**GIVEN RECORDS**.
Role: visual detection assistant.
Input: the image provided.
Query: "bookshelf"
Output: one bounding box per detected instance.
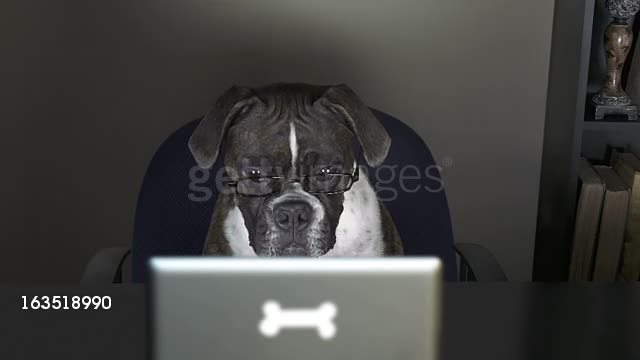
[533,0,640,281]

**SHORT TASK**.
Retype the rows above word for word, leaving out the picture.

**CORRECT RESULT**.
Role: visual detection assistant.
Input: the image provided.
Query: "bookshelf"
Output: one bounding box per detected instance.
[533,0,640,281]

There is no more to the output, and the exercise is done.